__Exercise objective__
Repeat the entries that follow verbatim, without any of their pictures.

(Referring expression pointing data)

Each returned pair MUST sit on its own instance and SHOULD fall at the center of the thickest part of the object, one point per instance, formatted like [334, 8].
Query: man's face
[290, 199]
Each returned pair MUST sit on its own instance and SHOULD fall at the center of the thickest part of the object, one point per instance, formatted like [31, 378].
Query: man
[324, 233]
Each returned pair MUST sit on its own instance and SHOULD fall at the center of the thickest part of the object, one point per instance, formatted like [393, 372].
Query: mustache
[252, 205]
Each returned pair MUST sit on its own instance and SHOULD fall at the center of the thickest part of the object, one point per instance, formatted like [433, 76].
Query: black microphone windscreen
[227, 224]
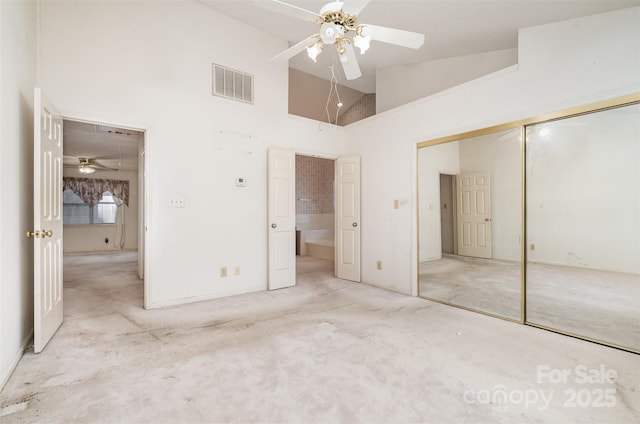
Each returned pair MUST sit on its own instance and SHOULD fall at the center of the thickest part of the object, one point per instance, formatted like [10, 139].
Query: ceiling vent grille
[232, 84]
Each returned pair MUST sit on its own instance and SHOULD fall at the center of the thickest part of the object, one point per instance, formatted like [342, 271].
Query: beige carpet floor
[324, 351]
[595, 304]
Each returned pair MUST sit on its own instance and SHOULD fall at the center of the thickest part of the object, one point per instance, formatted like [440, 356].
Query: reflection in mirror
[583, 225]
[469, 212]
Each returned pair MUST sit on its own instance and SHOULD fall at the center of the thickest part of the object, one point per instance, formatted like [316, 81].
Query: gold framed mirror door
[469, 196]
[583, 225]
[550, 207]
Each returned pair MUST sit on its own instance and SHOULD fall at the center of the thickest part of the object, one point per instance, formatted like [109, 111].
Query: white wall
[398, 85]
[90, 238]
[561, 65]
[149, 66]
[17, 79]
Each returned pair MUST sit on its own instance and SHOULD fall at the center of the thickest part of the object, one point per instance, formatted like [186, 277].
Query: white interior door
[281, 212]
[347, 235]
[47, 221]
[474, 214]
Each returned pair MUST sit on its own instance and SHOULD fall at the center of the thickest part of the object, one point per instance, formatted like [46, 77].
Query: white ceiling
[113, 147]
[451, 27]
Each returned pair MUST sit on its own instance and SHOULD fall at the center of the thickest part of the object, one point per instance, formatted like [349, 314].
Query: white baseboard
[6, 374]
[185, 300]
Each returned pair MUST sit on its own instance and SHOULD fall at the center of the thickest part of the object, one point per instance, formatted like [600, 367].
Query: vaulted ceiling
[451, 27]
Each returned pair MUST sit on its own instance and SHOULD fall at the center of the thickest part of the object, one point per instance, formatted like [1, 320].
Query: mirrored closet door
[538, 222]
[583, 225]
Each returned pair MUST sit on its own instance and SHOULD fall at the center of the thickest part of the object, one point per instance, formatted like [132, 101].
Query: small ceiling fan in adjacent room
[338, 22]
[86, 165]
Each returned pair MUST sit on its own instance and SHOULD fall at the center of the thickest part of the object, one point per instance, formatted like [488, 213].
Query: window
[77, 212]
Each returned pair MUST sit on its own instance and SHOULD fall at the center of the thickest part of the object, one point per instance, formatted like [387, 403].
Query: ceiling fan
[88, 165]
[339, 26]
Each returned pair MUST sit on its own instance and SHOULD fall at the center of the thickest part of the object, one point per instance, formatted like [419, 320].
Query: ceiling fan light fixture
[329, 32]
[314, 51]
[362, 42]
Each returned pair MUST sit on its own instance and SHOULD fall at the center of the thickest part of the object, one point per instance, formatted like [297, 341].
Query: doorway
[315, 215]
[114, 227]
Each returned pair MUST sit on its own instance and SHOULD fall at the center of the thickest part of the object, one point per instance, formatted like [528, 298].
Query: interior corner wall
[309, 96]
[17, 79]
[561, 65]
[398, 85]
[91, 238]
[150, 66]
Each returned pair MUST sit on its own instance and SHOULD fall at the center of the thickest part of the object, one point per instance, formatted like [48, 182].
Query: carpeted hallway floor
[326, 350]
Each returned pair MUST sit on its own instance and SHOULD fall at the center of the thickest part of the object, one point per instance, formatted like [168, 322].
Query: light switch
[176, 202]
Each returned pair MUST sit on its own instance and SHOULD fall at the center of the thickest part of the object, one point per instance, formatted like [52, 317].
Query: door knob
[40, 234]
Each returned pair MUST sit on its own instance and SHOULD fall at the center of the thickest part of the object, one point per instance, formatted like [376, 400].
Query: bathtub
[317, 243]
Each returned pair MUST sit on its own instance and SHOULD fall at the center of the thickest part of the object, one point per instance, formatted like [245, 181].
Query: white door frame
[147, 281]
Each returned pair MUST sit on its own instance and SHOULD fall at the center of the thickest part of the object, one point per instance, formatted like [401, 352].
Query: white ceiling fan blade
[353, 7]
[288, 9]
[350, 63]
[295, 49]
[399, 37]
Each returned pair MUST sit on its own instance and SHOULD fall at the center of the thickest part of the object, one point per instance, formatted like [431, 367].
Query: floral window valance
[90, 189]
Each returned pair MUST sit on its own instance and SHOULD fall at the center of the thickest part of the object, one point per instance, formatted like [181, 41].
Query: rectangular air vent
[232, 84]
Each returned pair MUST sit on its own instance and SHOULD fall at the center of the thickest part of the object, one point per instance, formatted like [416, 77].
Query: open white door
[474, 214]
[347, 237]
[47, 221]
[281, 213]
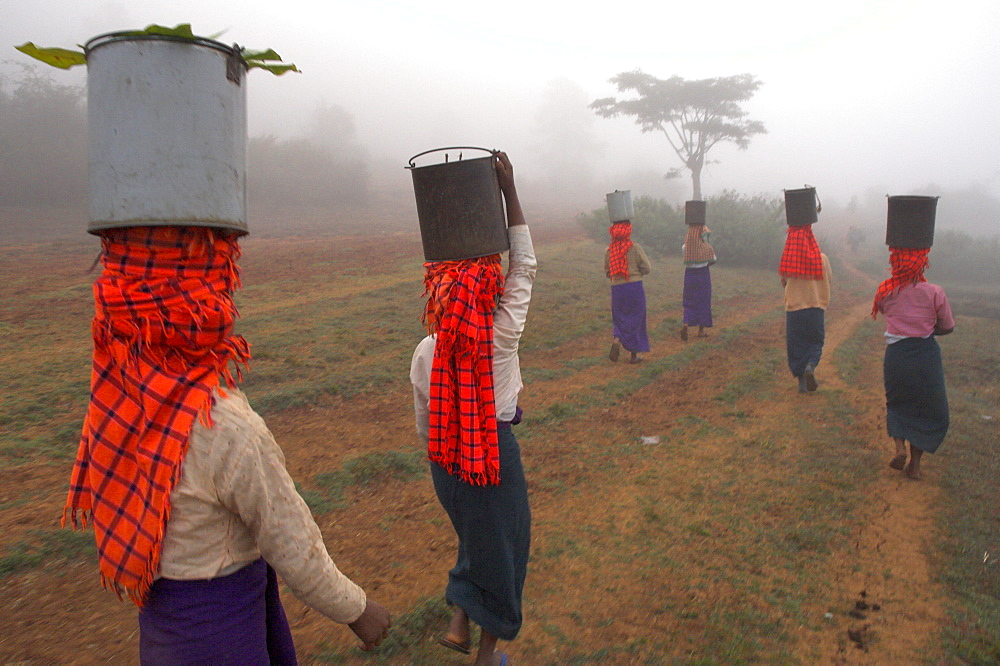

__Reply to the exercise__
Each returned pair MUST sit on its own instance and SHOULD fall at the center of the thickest part of the object, one point per instance, formatted like [334, 8].
Query: man's face
[290, 199]
Each returned pair MUST sit on its own instance and SHOULD fall at the center of the thickest part of the object, one point per instance, formatted like [31, 378].
Query: man
[324, 233]
Each returned pair MUST sit on its own instance and SHOULD fall at the center of the thickest part of the object, one point per instance, formatted like [393, 372].
Query: mustache
[252, 205]
Each returned pair MUST sit on its own instance and SHOULD fall at the center of the thickest part of the object, one point per instance, formatted like [433, 76].
Query: black microphone windscreen
[227, 224]
Each returned pair MUST sit on its own instance and SHOULD fall at the center of the thickest part of the object, one point per instance, formatted like [10, 139].
Query: ceiling vent grille
[232, 84]
Each returned pair MUST sit on its own instance and SHOULD fall at the center of the thickest part of the object, one point per instance, formatted like [342, 271].
Query: beige carpet floor
[324, 351]
[595, 304]
Each returned pair MUST sit on its own instance and SHOULD fall at the center of the thickest part of the object, one point per instance, formatted like [440, 356].
Query: reflection in mirror
[583, 225]
[469, 212]
Each returned pair MUST sit on its own instance and SHOULD fall at the center of the thickest part of the object, one point per instance, formatted like [316, 81].
Query: gold framed mirror door
[469, 196]
[583, 225]
[550, 207]
Each returned pair MUST sit on its own instance and SHOULD fall at the center of the thickest part of the object, one point per instance, formatted like [109, 111].
Query: white wall
[398, 85]
[90, 238]
[561, 65]
[149, 66]
[17, 79]
Each returned pair MUST sit on its own instance and SHOULD fall at the center of the thickest part of the object, one point per instance, formatted like [186, 277].
Query: white interior door
[281, 212]
[347, 235]
[47, 221]
[474, 214]
Each returned pair MUST sit on its own instance and SHOULD fall at the center of the thickest part of the object, one point per instance, formatted like [46, 77].
Query: white ceiling
[113, 147]
[451, 27]
Each returned pair MUST sit on its own instance and SHOULD fall at the center of the thickest part of the object, one point per instance, formatted like [349, 314].
Query: white baseboard
[6, 374]
[185, 300]
Each returned pair MUST sit on its own instance and SHOULD fall at the center of the thickest part of the object, one point per instance, formatted like [600, 367].
Query: vaulted ceiling
[451, 27]
Each returned pair MUST sit on its own instance and SHOULD fall at the center of the thickest part of the object, one point per instance, formatted like [1, 320].
Query: mirrored closet door
[538, 222]
[583, 225]
Each returned pair MUST sit on its own instance and SHOULD fall at the center of the thickest part of the object, one point per instance, formatted like [132, 101].
Query: small ceiling fan in adjacent room
[338, 22]
[86, 165]
Each returned pair MUST sit on its own instance and SHOULD fall at the center of the thickest part of the object, one point per instance, formatted like [488, 213].
Query: window
[77, 212]
Each returned pair MUST sit on its own instance and SHOULD fall at the center of the thickest part of the object, one point per instance, formatted like [387, 403].
Query: ceiling fan
[88, 165]
[339, 26]
Each returned pair MUST sit on its own instance and SHOULD fall at the center of the thickest part of the object, one point per instance, formatted like [419, 320].
Query: ceiling fan light fixture
[329, 32]
[314, 51]
[362, 42]
Each returned pair MUST sit on its own instance and SHOULD fall at the center of the thickest part of the object, one point per instance, formatted like [297, 341].
Query: doorway
[315, 215]
[114, 227]
Each returned pair MUST sit on its own instance and SHOULD fall at the center of the thickest part of the object, one point per instance, formatted like [528, 298].
Query: interior corner wall
[309, 96]
[17, 79]
[561, 65]
[398, 85]
[91, 238]
[150, 66]
Each returned pair MUST sit on its own instance and SHOULD fall at the center of the thickest part of the object, one point per instance, formatted like [48, 182].
Query: carpeted hallway floor
[326, 350]
Each returned pair MUST sit on its own instance and SHOULD fall at the center of the thickest part of the object, one point per instance, formatted like [168, 322].
Query: light switch
[176, 202]
Each returned pair MUST sit on its own instance and SHOULD fall at the center of the thickest part of the object, one point per instance, formatted like [52, 317].
Query: door knob
[40, 234]
Each returned pair MUST sit on its own instance and SHOULD fall at the center of the thickest part of the object, one point per instance, formatted like [376, 400].
Query: bathtub
[317, 243]
Each returned pair MUST sit on its own instance and SHOULD fall at the center of the thickest part of the object, one point per instance, formatted like [245, 181].
Query: white door frame
[147, 281]
Each returned pair MUST sit on its own instance and SHOULD fall at the center of the thickest part of the object, one point per instance, formatted like [401, 352].
Query: white ceiling fan blade
[353, 7]
[288, 9]
[350, 63]
[295, 49]
[399, 37]
Each returned pair MUST sit on its own instance and SHOULD fall at the center of the thickest part of the object, one point per instance, formatted like [431, 367].
Query: floral window valance
[90, 189]
Each returned pair MUST sit on its own instance and SHOULD fall at the center of the thickest part of the object, one point per instance, formatted like [181, 41].
Query: rectangular air vent
[232, 84]
Each returned pair MUST sit on its own instance and SHOULD fall at the center of the thickest part of the object, one point per instance, formatted like [416, 77].
Query: open white door
[474, 214]
[347, 237]
[47, 221]
[281, 213]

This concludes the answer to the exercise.